== Gezeigter Textauszug ==
************
Klar war es auch ein Wettkampf der Fans! Die Rivalität ist vorhanden, obwohl hier ein Traditionsverein, der bereits 1933 Deutscher Meister wurde, gegen einen Club antrat, von dem vor 1956 noch kein Mensch wusste wie man den Namen schreibt. Überhaupt: Dass die Borussia aus Ostholland überhaupt je ihre Nase in den hochklassigen Fußball stecken durfte, hat sie der Fortuna zu verdanken: 1956 durfte Weltmeister Toni Turek nach Gladbach wechseln. Und zwischen 1972 und 1979 – das vergessen selbst viele F95-Fans – bewegten sich die Vereine in der ersten Liga auf Augenhöhe. Nun war die glorreiche Diva bekanntlich ein paar Jahre abgetaucht, und selbst als auch BMG nur zweitklassig spielte, war der Abstand groß. Das ist seit gestern anders. Dieses Zauberteam der Fortuna machte die Millionentruppe aus dem Bauernkaff mal eben platt.
************
== Folgendes bearbeiten ==
1) Wählen Sie aus den Datensätzen jede Zeile aus, in der die Zeichenfolge „SELECT“ vorkommt, und geben Sie diese Zeilen wieder.
2) Schreiben Sie den Text über das Spiel der Fortuna gegen die Borussia im Anschluss an seinen letzten Satz fort.

== Datenzeilen ==
************
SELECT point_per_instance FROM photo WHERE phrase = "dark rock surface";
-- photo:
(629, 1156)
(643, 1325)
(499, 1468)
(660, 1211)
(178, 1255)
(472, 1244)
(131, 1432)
************
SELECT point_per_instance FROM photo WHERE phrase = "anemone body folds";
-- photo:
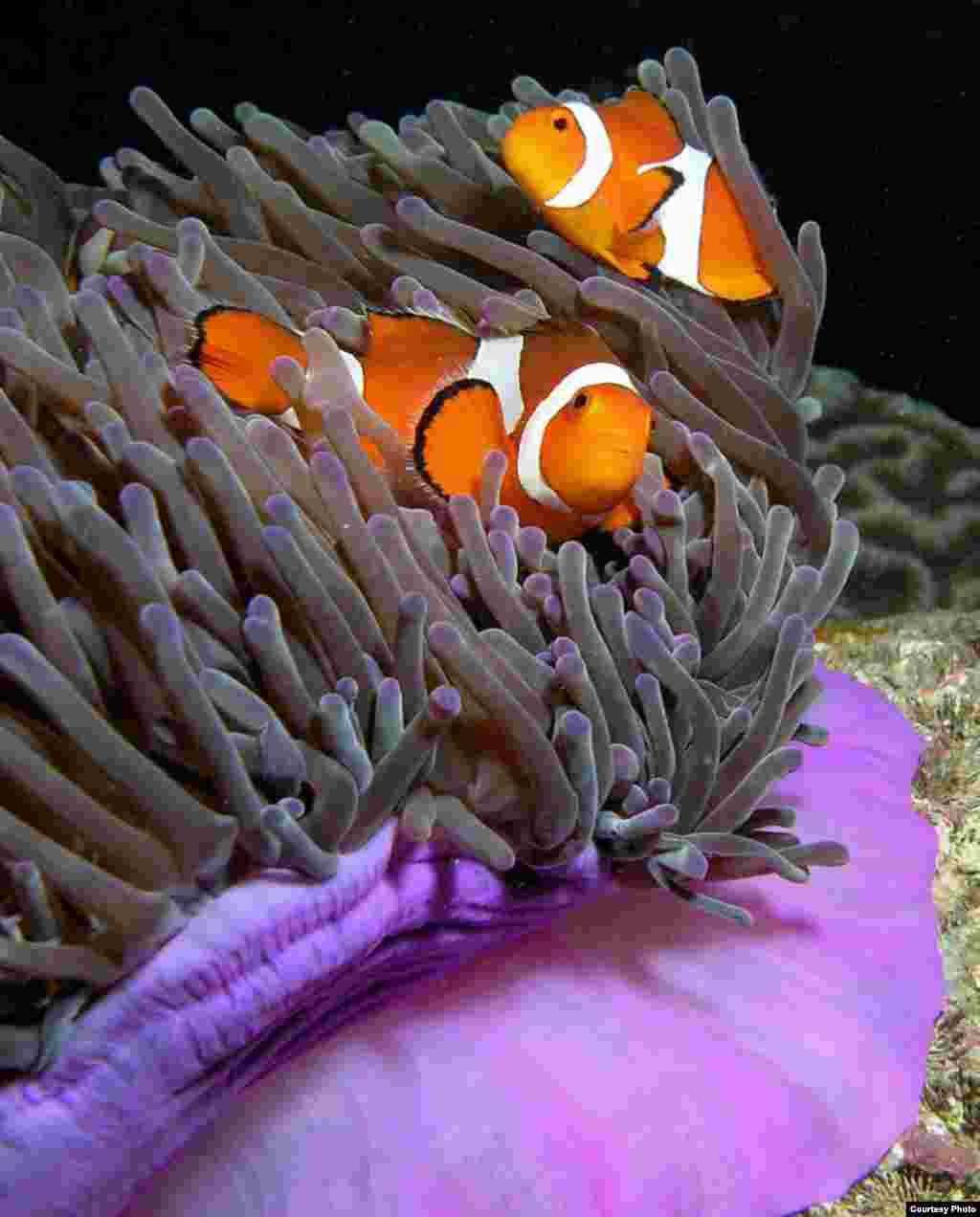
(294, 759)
************
== Antworten der Reihe ==
1)
SELECT point_per_instance FROM photo WHERE phrase = "dark rock surface";
SELECT point_per_instance FROM photo WHERE phrase = "anemone body folds";

2)
Und, von wegen „Fohlen“! Nachdem die Grünlichen, die gestern weißlich antraten, drei Buden kassiert hatten und selbst nichts, aber auch gar nichts auf die Kette kriegten, wurden sie zur Kloppertruppe. Wie sehr ein Verein wie dieser „VfL“ den Charakter verdirbt, konnte man am eigentlich ganz lieben Neuhaus, dem es bei der Fortuna sehr gut ging, sehen, der um die 35. herum unseren Kevin Stöger niedermähte; rotkartiger war ein Körperangriff selten, aber der schwache Schiri Stieler zeigte nur Gelb. Die Söldner von BMG nahmen das als Lizenz zum Treten, und beinahe jeder Zweikampf endete mit einem Foul.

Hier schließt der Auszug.